» **TEXT BLOCK**:
- Conference: Independent
- Record: 2–6–1
- Head coach: Mike Pecarovich (2nd season);
- Home stadium: Gilmore Stadium Los Angeles Memorial Coliseum

= 1939 Loyola Lions football team =

American college football season

The 1939 Loyola Lions football team was an American football team that represented Loyola University of Los Angeles (now known as Loyola Marymount University) as an independent during the 1939 college football season. In their second non-consecutive season under head coach Mike Pecarovich, the Lions compiled a 2–6–1 record.

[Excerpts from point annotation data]
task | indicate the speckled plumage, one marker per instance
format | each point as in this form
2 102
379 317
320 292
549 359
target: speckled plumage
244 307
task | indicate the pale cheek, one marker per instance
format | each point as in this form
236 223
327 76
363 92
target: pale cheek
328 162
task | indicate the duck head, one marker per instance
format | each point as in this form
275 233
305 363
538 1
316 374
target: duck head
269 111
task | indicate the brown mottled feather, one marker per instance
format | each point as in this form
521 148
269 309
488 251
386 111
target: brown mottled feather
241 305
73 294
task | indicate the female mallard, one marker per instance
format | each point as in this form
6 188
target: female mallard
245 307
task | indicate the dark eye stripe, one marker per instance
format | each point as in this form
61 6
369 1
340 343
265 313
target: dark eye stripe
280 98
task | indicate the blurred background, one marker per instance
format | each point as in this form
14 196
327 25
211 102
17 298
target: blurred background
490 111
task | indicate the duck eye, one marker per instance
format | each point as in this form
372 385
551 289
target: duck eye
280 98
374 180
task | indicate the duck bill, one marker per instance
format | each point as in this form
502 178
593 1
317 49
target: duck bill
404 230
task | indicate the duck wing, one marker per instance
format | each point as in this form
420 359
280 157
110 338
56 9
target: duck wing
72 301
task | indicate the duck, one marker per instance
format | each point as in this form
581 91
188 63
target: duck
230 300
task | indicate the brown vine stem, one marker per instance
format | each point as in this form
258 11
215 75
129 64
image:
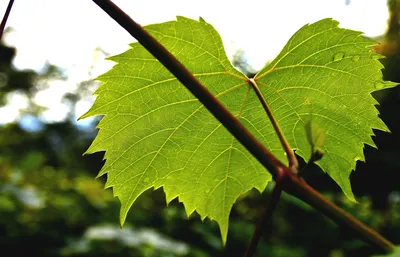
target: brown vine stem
285 144
4 21
273 200
291 183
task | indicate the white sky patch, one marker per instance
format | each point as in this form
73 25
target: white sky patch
67 33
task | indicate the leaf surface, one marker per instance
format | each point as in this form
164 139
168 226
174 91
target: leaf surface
328 73
156 134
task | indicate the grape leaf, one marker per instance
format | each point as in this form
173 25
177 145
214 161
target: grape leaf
329 73
156 134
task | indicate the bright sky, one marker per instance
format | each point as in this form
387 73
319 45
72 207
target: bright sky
67 34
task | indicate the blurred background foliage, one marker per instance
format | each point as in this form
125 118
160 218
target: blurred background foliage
51 205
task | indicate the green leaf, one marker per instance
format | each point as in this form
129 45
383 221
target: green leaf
334 71
316 138
157 134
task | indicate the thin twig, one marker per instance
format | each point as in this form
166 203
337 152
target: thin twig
285 144
272 202
4 21
258 150
297 187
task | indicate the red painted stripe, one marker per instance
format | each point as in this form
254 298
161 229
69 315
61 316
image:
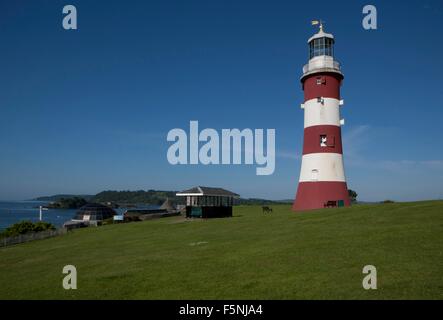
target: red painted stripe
329 87
311 140
315 195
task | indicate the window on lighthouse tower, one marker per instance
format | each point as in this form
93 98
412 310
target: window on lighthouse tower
323 141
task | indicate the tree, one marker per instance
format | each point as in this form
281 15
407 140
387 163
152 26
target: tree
352 195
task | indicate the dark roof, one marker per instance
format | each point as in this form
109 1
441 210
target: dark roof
167 205
208 191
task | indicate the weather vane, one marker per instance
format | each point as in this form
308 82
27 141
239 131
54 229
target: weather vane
319 23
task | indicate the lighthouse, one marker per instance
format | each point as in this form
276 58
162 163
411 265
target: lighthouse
322 180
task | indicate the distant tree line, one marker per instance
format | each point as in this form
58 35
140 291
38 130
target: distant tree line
68 203
153 197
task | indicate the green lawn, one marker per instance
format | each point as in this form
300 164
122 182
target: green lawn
312 255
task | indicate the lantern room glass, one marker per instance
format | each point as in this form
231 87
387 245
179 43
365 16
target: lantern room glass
321 47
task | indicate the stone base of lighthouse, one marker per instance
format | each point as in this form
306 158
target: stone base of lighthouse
321 194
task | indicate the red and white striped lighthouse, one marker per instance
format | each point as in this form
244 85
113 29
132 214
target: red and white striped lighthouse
322 180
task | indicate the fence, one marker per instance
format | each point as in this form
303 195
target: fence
31 237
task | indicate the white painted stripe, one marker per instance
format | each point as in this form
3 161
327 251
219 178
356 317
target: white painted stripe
322 167
327 113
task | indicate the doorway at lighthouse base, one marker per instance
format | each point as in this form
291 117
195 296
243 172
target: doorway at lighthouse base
318 195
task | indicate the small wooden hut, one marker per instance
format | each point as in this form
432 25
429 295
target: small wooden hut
206 202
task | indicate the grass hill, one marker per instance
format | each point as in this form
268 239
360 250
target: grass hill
283 255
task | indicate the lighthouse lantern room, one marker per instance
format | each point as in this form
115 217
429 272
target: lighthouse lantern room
322 180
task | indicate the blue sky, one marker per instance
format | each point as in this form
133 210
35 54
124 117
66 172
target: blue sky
89 110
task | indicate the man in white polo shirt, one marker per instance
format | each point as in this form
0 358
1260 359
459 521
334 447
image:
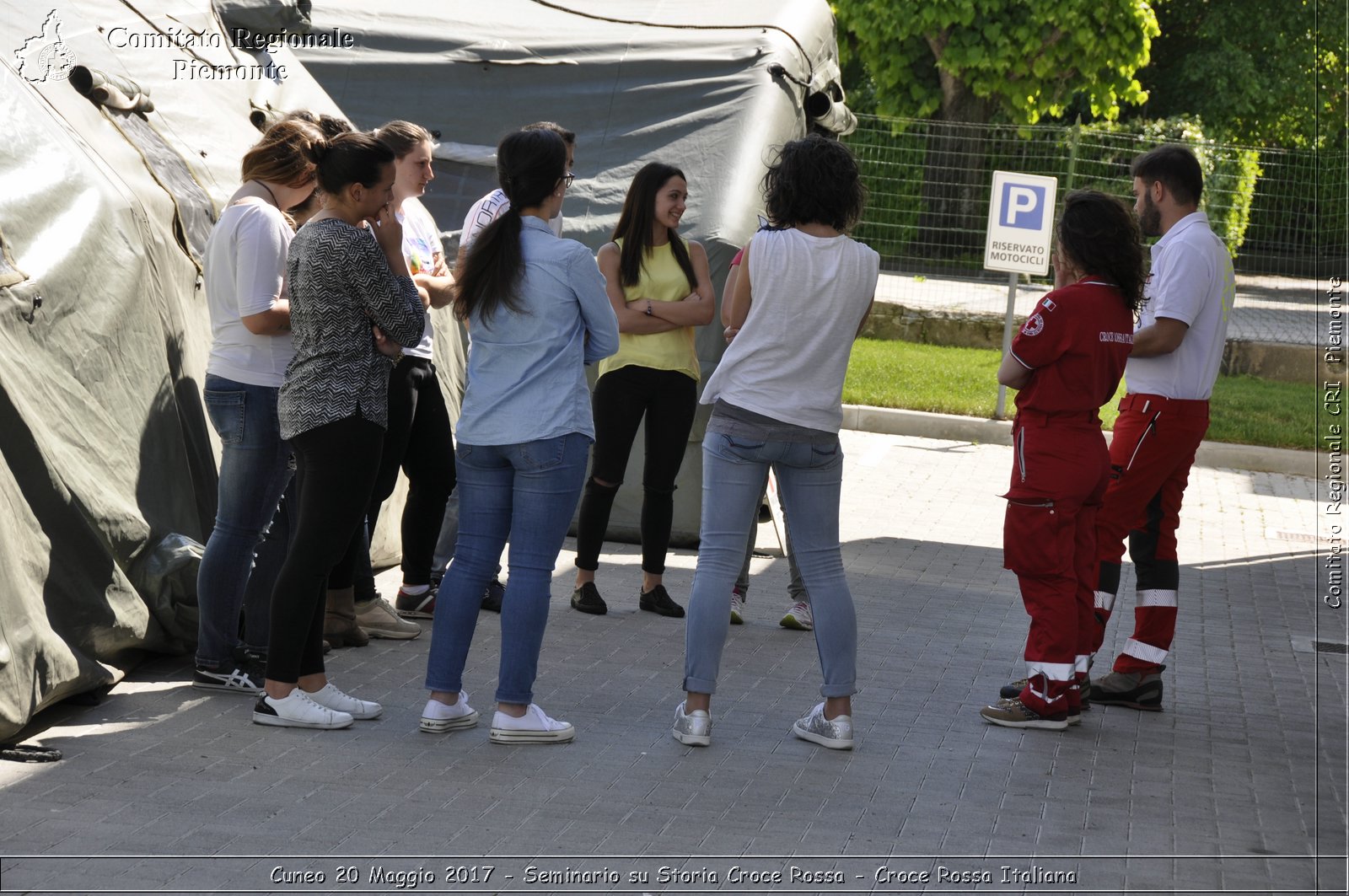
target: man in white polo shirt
1164 415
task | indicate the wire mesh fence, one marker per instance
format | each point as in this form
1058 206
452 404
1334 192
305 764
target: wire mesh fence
1281 212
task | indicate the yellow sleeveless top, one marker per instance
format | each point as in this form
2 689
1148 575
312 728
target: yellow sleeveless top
660 281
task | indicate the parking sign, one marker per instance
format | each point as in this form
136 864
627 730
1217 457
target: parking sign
1020 223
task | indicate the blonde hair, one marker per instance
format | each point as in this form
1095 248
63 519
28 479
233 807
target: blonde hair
402 137
282 155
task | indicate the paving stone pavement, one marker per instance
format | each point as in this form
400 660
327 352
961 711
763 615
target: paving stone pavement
1238 787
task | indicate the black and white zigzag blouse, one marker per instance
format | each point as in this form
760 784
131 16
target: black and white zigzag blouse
341 283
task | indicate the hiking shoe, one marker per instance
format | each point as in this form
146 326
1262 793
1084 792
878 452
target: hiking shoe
297 710
694 729
658 601
799 617
492 597
532 727
449 716
737 608
416 606
1013 713
236 680
587 599
836 733
382 621
335 700
1137 689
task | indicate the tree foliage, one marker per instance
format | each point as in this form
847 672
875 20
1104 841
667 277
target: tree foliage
997 60
1250 69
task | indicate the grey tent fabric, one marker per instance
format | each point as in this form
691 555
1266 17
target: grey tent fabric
706 85
107 462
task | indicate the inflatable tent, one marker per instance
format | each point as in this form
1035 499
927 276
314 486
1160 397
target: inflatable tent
706 85
126 123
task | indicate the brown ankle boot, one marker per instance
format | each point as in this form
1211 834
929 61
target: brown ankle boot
341 626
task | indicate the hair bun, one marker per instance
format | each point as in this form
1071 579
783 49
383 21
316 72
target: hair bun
317 150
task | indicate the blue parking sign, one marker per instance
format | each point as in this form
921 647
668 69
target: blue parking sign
1023 206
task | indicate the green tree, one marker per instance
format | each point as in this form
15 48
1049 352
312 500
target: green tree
997 60
1250 69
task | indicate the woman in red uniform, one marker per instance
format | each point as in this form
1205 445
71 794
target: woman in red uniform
1066 362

» **WORK REQUIRED**:
Print the article on the 1939 Loyola Lions football team again in full, word for word.

» **EXERCISE RESULT**:
- Conference: Independent
- Record: 2–6–1
- Head coach: Mike Pecarovich (2nd season);
- Home stadium: Gilmore Stadium Los Angeles Memorial Coliseum

= 1939 Loyola Lions football team =

American college football season

The 1939 Loyola Lions football team was an American football team that represented Loyola University of Los Angeles (now known as Loyola Marymount University) as an independent during the 1939 college football season. In their second non-consecutive season under head coach Mike Pecarovich, the Lions compiled a 2–6–1 record.